§ EXERCISE PROMPT
Set down the final stretch of the data, from the line that holds "of the blue" through the last line, both included, with pictures left out.

§ RECORD EXTRACTS
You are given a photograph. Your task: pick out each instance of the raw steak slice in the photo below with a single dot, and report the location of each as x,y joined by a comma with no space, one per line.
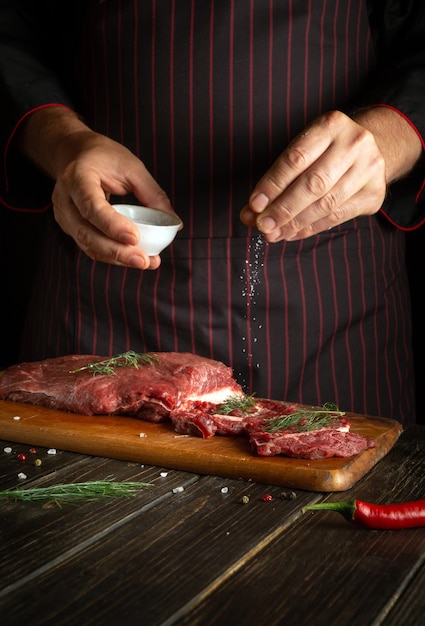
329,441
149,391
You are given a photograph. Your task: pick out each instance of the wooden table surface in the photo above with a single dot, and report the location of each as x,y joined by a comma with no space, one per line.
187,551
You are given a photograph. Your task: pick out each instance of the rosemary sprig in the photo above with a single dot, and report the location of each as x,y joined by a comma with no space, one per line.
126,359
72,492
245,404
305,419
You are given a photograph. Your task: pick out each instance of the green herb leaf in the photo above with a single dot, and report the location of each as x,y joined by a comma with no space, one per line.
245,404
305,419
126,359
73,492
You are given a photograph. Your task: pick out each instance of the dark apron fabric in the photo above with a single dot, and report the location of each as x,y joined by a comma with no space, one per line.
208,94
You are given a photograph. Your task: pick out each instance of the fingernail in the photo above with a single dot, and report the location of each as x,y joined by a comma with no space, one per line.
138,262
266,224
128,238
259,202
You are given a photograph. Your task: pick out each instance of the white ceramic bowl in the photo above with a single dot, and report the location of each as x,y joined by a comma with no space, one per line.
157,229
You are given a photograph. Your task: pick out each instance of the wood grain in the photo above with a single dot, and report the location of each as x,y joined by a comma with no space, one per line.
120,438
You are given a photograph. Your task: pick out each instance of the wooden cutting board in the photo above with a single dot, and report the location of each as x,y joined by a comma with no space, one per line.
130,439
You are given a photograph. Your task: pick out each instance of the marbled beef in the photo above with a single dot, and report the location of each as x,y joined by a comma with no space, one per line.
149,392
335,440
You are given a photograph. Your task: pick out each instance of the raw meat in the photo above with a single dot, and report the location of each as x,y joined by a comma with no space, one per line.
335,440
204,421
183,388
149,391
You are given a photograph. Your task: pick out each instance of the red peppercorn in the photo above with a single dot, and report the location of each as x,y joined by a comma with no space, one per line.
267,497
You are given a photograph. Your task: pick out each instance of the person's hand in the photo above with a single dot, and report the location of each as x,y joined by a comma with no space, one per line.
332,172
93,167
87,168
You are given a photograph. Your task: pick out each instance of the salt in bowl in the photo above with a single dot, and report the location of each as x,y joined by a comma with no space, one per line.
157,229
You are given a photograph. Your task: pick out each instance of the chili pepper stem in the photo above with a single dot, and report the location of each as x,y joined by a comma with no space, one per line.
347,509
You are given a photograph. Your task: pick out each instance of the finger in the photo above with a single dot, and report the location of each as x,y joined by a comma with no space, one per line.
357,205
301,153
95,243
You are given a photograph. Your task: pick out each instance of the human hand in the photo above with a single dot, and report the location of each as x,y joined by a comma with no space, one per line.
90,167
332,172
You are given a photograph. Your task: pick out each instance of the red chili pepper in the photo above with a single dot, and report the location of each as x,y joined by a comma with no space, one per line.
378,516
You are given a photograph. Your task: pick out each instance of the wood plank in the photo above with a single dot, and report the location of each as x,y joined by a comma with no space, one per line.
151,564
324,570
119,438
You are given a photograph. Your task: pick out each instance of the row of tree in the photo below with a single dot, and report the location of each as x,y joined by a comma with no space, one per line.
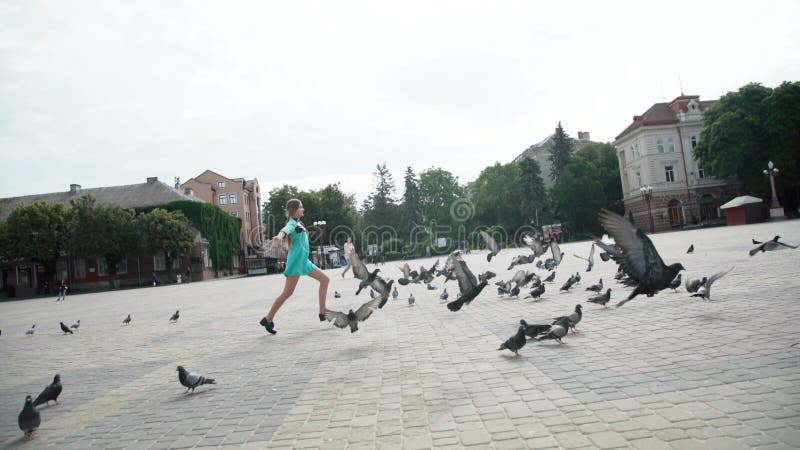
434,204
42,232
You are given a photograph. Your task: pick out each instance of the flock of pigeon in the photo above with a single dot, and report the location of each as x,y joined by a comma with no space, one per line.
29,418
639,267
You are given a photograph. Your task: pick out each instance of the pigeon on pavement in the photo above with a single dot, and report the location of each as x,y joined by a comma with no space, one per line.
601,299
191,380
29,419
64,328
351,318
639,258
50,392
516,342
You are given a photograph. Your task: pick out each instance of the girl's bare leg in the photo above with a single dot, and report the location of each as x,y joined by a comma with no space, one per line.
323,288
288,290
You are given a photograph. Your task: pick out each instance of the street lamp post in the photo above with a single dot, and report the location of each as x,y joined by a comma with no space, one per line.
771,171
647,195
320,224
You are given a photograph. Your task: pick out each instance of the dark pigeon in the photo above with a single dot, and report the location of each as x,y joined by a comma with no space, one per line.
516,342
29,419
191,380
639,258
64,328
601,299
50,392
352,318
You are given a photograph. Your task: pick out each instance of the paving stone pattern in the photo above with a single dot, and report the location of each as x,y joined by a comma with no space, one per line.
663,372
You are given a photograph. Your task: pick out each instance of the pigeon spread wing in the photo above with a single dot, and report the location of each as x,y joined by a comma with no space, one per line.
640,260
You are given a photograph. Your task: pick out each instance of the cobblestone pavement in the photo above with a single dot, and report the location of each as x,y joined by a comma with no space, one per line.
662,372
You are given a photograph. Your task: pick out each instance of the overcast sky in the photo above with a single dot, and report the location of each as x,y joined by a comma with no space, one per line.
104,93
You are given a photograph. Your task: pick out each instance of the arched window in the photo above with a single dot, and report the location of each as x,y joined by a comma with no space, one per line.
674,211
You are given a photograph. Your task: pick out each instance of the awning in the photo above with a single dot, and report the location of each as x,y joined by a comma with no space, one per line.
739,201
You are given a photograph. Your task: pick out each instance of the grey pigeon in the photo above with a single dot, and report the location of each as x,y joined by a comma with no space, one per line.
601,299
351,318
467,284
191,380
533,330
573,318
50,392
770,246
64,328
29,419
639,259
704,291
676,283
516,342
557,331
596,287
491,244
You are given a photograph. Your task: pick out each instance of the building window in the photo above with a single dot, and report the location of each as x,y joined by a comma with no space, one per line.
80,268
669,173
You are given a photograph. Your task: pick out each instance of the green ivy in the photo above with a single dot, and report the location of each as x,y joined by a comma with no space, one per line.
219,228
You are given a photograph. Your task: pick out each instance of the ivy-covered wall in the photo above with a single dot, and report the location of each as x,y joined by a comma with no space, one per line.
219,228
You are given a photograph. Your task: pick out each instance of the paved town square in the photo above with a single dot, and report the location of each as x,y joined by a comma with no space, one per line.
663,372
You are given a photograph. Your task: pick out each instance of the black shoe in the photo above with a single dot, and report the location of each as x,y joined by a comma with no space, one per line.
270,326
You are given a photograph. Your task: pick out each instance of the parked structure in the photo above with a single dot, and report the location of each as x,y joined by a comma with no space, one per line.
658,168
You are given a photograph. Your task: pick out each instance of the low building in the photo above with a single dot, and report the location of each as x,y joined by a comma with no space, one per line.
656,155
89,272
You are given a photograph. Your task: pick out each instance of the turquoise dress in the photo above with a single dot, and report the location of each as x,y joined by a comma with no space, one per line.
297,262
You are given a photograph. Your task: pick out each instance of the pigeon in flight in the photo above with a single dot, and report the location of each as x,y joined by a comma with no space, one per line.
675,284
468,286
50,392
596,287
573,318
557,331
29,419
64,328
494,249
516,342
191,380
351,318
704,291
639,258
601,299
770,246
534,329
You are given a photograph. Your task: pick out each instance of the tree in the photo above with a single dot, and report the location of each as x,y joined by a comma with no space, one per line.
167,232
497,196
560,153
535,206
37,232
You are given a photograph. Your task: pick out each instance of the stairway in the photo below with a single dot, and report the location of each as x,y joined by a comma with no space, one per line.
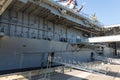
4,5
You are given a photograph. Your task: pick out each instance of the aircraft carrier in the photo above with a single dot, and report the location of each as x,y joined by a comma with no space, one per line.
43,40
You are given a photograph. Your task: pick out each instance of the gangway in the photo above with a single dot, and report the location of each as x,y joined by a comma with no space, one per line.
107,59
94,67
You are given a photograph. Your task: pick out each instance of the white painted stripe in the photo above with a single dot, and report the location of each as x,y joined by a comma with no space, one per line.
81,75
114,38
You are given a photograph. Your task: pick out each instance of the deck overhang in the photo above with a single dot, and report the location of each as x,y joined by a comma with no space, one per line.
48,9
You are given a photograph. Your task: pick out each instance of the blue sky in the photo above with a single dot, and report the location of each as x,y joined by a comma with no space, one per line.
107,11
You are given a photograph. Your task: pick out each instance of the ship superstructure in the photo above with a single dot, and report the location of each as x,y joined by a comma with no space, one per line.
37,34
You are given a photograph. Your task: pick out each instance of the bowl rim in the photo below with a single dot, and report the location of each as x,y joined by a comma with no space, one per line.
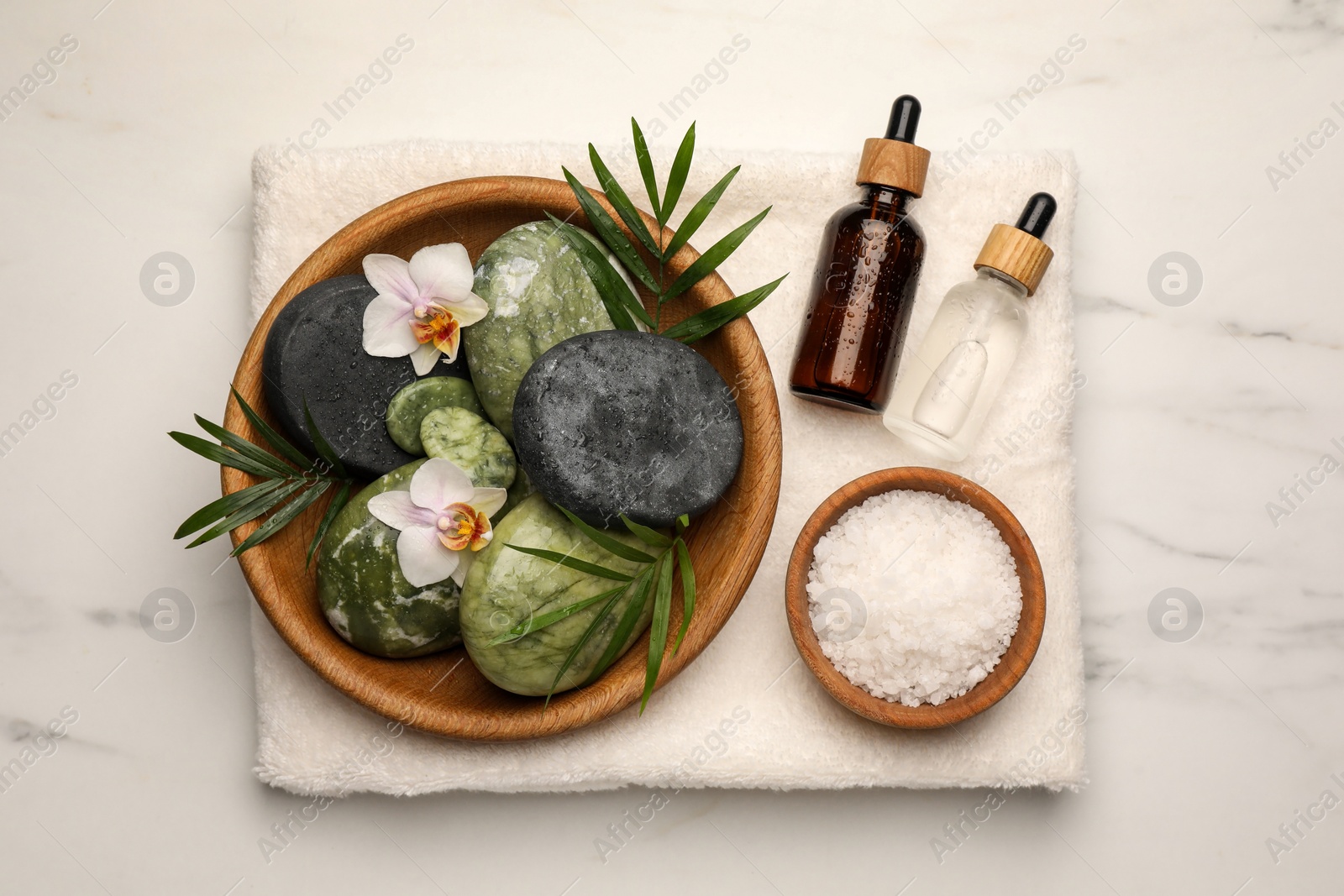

§ RESULT FOR THIS TASK
You are given a photograph. Your task: pick out each instance of the blue sky in the photo above with a single dot, and report the location of each as x,y joined by a comma with no space, one per line.
107,11
You are given a photograph. Your task: pick out each instance of the ship superstructure in the photo above with a single dot, and report the location of each as x,y joined by a comma with no space, one per line.
37,34
You are given a photograph. Your task: pick out each instance of the bowl rim in the photo below with a single dot, and report the location of each as x,y joined by a comma with no space, one per line.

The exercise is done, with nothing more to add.